#### Seitenauszug

Überrascht über den Umgang der Autoren mit ihrem Interview war auch die sächsische Linken-Landtagsabgeordnete und Rechtsextremismus-Expertin Kerstin Köditz, die in der Studie als "Frau Ackermann" zitiert wird. Sie lässt mitteilen, dass es zur Frage der Anonymisierung kein Gespräch zwischen den Autoren und ihr gegeben hat. Ein Fraktionssprecher sagt, Köditz hätte sich auch namentlich zitieren lassen. "Sie hat das nicht als konspirative Angelegenheit betrachtet."
Köditz selbst hält die Regierungsstudie dennoch "für sehr wichtig und notwendig". Sie sagte dem Tagesspiegel: "Ich bin traurig, dass jetzt über Formalia diskutiert wird und nicht über den Inhalt der Studie."
Für Gleicke steht Seriosität der Studie außer Zweifel
Die Ost-Beauftragte Gleicke kann die Kritik nicht nachvollziehen. Sie sagte am Dienstag: "Ich sehe keinen Grund für Zweifel an Inhalt und Methodik der Studie. Im Übrigen ist doch allen völlig klar, dass eine Gefahr vom Rechtsextremismus in Ostdeutschland ausgeht. Das zu leugnen oder kleinzureden, heißt, den Kopf in den Sand zu stecken." Das habe sie schon bei der Vorstellung des Berichts zum Stand der Deutschen Einheit im vergangenen Jahr sehr deutlich gemacht.
Sachsens CDU-Generalsekretär spricht von "Machwerk"

########
#### Bereitgestellte Daten

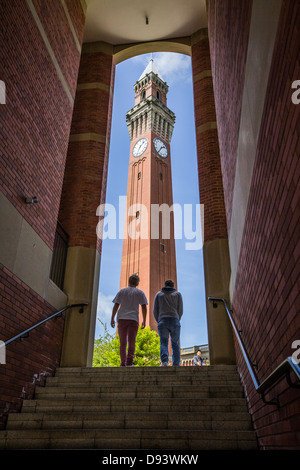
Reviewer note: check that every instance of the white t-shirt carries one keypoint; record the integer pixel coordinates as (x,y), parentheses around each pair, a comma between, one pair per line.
(129,298)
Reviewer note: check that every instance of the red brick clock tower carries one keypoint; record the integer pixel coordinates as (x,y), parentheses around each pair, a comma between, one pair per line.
(149,245)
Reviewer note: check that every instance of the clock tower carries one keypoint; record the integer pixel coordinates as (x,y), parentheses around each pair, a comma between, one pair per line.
(149,245)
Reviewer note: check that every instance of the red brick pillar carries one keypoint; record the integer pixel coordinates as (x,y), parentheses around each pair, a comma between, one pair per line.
(215,249)
(84,189)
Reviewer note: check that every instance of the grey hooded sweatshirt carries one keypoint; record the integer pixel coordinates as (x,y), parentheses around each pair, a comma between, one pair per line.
(168,303)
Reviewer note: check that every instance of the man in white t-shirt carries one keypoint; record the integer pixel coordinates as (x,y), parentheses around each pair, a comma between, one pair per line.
(127,303)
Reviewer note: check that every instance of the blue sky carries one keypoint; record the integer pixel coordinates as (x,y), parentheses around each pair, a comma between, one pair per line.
(176,71)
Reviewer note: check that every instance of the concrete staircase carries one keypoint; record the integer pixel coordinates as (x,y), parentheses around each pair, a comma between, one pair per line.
(179,408)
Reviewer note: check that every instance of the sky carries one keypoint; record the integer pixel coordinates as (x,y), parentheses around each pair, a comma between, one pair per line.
(175,69)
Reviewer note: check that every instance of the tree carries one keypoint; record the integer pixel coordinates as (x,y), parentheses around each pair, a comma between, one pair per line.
(147,349)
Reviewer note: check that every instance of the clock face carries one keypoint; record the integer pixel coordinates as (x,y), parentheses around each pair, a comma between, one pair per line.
(160,147)
(140,147)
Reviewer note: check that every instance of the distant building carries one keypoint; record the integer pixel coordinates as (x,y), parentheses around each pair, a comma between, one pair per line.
(187,354)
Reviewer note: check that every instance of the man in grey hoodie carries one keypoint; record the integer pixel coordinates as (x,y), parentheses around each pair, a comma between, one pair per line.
(167,311)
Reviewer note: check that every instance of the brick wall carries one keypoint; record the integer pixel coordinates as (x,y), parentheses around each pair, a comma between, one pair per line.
(267,283)
(228,48)
(39,60)
(87,162)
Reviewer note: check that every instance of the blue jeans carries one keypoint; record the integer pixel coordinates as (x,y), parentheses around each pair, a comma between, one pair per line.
(169,327)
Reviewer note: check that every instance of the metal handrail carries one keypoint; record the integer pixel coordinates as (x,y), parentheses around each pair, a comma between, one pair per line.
(284,368)
(24,334)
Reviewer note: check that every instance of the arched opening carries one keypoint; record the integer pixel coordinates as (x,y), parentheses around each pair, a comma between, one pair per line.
(177,71)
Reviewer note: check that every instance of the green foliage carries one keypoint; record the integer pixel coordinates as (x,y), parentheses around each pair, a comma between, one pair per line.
(147,349)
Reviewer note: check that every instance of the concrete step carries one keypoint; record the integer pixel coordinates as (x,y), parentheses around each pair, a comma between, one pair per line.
(179,408)
(223,372)
(131,420)
(128,439)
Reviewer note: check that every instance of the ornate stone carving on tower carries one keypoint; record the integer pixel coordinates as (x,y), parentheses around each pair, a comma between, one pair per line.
(149,245)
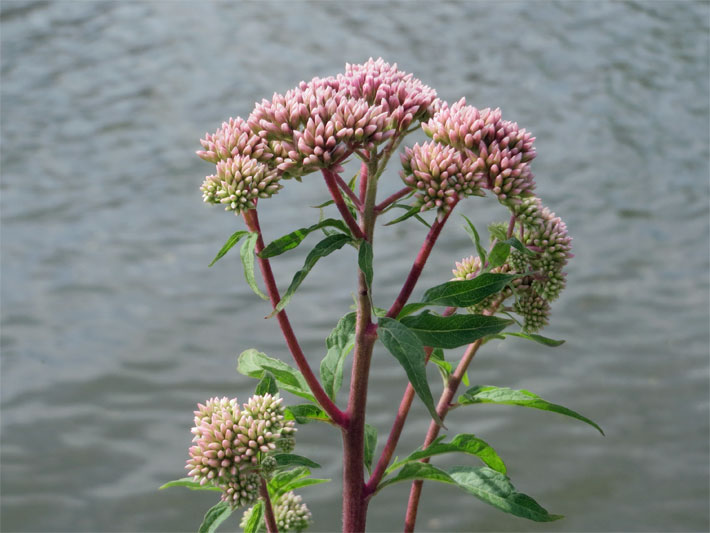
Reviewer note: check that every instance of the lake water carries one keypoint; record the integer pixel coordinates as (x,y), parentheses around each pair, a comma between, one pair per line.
(113,327)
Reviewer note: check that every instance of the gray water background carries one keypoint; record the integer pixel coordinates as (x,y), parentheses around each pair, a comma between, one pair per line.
(113,327)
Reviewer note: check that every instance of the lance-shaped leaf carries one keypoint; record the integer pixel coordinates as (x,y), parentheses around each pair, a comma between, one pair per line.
(322,249)
(496,489)
(293,239)
(267,385)
(255,364)
(523,398)
(214,517)
(247,254)
(417,470)
(468,292)
(471,230)
(409,351)
(339,343)
(255,524)
(370,445)
(306,412)
(291,459)
(234,239)
(188,483)
(453,331)
(537,338)
(463,443)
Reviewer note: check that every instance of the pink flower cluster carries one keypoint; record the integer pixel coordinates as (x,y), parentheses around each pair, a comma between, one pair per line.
(315,125)
(497,150)
(230,443)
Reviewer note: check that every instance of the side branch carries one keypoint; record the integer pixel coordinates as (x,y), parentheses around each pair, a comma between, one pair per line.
(340,418)
(340,204)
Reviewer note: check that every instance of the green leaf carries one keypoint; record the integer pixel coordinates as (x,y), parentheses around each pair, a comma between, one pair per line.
(322,249)
(498,255)
(255,364)
(339,343)
(293,239)
(471,230)
(364,261)
(496,489)
(247,255)
(409,351)
(304,413)
(234,239)
(214,517)
(255,524)
(523,398)
(287,480)
(463,443)
(187,482)
(417,470)
(452,331)
(411,212)
(467,292)
(291,459)
(370,445)
(537,338)
(267,385)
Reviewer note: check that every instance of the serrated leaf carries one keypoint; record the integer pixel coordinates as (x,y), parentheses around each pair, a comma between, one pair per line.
(256,524)
(255,364)
(499,254)
(267,385)
(234,239)
(339,343)
(496,489)
(291,459)
(370,445)
(364,261)
(293,239)
(417,470)
(214,517)
(188,483)
(537,338)
(322,249)
(304,413)
(467,292)
(453,331)
(523,398)
(471,230)
(463,443)
(409,351)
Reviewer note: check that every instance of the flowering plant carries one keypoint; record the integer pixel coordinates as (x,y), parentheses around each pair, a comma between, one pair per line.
(318,127)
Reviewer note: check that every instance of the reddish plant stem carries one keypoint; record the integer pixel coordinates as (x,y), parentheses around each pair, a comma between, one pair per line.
(391,199)
(396,430)
(442,409)
(339,417)
(418,265)
(347,190)
(269,517)
(354,501)
(330,181)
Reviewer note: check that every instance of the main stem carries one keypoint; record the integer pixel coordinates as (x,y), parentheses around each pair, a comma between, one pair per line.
(354,500)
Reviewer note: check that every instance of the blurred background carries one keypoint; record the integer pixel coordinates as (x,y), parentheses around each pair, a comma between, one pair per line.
(113,327)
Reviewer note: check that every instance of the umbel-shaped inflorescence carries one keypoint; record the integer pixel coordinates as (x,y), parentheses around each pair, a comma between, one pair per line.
(316,125)
(232,446)
(290,512)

########

Verständnis prüfen:
1 - Unter welchem Namen wird Kerstin Köditz laut dem Text über die Rechtsextremismus-Studie in der Studie zitiert?
2 - Passen diese Aussagen zum Text über die Rechtsextremismus-Studie? Antworte jeweils mit Ja oder Nein und zitiere die entscheidenden Worte.
(a) Köditz hält die Regierungsstudie für wichtig und notwendig.
(b) Gleicke äußerte sich am Montag zur Kritik.
(c) Laut einem Fraktionssprecher wollte Köditz nicht mit ihrem Namen zitiert werden.
3 - Knüpfe an das Ende des Textes über die Rechtsextremismus-Studie an und schreib ihn weiter.

Ergebnisse der Übung:
1 - Als „Frau Ackermann“.

2 -
(a) Ja: „für sehr wichtig und notwendig“
(b) Nein: „Sie sagte am Dienstag“
(c) Nein: „Köditz hätte sich auch namentlich zitieren lassen“

3 -
Die Kritiker der Rechtsextremismus-Studie dagegen fühlen sich neu munitioniert. Vor allem in Sachsen, nachdem die Studie für den Freistaat "eine spezifische, von den dortigen Vertretern der CDU dominierte politische Kultur" ausgemacht hatte, die "das Eigene überhöht und Abwehrreflexe gegen das Fremde, Andere, Äußere kultiviert".
Sachsens CDU-Generalsekretär Michael Kretschmer hatte die Studie bereits vergangene Woche im Deutschlandfunk als "Machwerk" bezeichnet und sieht sich nun bestätigt. Er spricht von einer "dünnen Forschungslage" und "pseudopsychologischen Diagnosen" und "nicht belegten Stereotypen". Die Untersuchung aus dem Hause der Ost-Beauftragten sei "ein politisches Papier und keine wissenschaftliche Arbeit".
CDU/CSU-Fraktionsvize Arnold Vaatz schloss sich der Kritik an. Er sagte am Dienstag: "Die Studie ist in ihrem Aufbau abwegig und wissenschaftlich höchst bedenklich." Der Aufbau Ost sei eine beispiellose Erfolgsgeschichte für alle Menschen in Deutschland. Mit Blick auf Gleicke erklärte der Dresdner CDU-Bundestagsabgeordnete: "Eine Ostbeauftragte, die durch einseitige Extremismusforschung den Linksextremismus faktisch unter Schutz stellt, hat ihre Aufgabe verfehlt."
Die sächsische AfD übernahm den "Machwerk"-Vorwurf. Ihr stellvertretender Vorsitzender Thomas Hartung kritisiert eine "merkwürdige Mischung aus Anonymität und Nicht-Anonymität". Und schlussfolgert: "staatlich finanzierte Fake-Forschung".
Die Untersuchung war zu dem Schluss gekommen, dass Rechtsextremismus zwar "nicht ausschließlich" ein ostdeutsches Problem sei. Es werde aber befördert durch regionale Besonderheiten, "die in Ostdeutschland stärker ausgeprägt sind". Dazu zählten unter anderem die Sozialisierung in der DDR, ein weit verbreitetes "Gefühl der kollektiven Benachteiligung", fehlende Erfahrungen mit Ausländern und auch mangelnde politische Bildung.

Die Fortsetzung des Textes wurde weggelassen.